▶ Document section
EKA architecture students are examining the project of the Tartu City Center Cultural Center

The proposed location of the Tartu culture centre at the edge of a city centre park. Photo: Maanus Kullamaa

The Department of Architecture and Urban Design of the Estonian Academy of Arts will be working on the city of Tartu this spring semester, at the invitation of the city itself, to help better prepare for the title of European Capital of Culture in 2024. To this end, hands were shaken (in the most virus-proof way) with Tartu city architect Tõnis Arjus to analyse the idea of ​​a cultural center in the heart of Tartu as well as the development of Tartu urban space more broadly within the framework of three studios.

Tartu city architect Tõnis Arjus admits that cooperation with EKA is a great opportunity to interpret the development of urban space even more diversely and supports the city’s ambitions for research-based development. “In the case of the Südalinna Cultural Center project, this cooperation gives the city great support in refining the idea and preparing for the international architectural competition, giving the opportunity to consider different place-based spatial approaches already during the preliminary work.”

With the Südalinna Cultural Center, the city of Tartu wants to provide better opportunities for exhibiting art to the Tartu Art Museum, which has long needed new premises, help the city library bring literature and reading more conveniently to everyone and create a modern 500-seat concert and conference hall in Tartu. But the ambition of the venture is greater than giving 22,000 new square meters of culture. The aim is to create a public space that is both a landmark and a daily gathering place, and that the proposed new city center is built of wood, modern climate-friendly, open in all directions and intertwined with a park area and an increasingly lively riverside area.

▶ Tasks to perform
(1) According to the article on the Tartu cultural center, why does Tõnis Arjus say the cooperation with EKA helps the Südalinna Cultural Center project? Answer in one to three sentences.
(2) List the things the article on the Tartu cultural center says the city wants the Südalinna Cultural Center to provide for specific cultural institutions or functions.

▶ Stored data
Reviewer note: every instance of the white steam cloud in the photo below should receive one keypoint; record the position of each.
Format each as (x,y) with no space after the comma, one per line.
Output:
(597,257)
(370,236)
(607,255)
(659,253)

▶ Task results
(1) He says the cooperation gives the city great support in refining the idea and in preparing for the international architectural competition. It also lets the city consider different place-based spatial approaches during the preliminary work.

(2)
- Better opportunities for exhibiting art for the Tartu Art Museum, which has long needed new premises
- Help for the city library to bring literature and reading more conveniently to everyone
- A modern 500-seat concert and conference hall in Tartu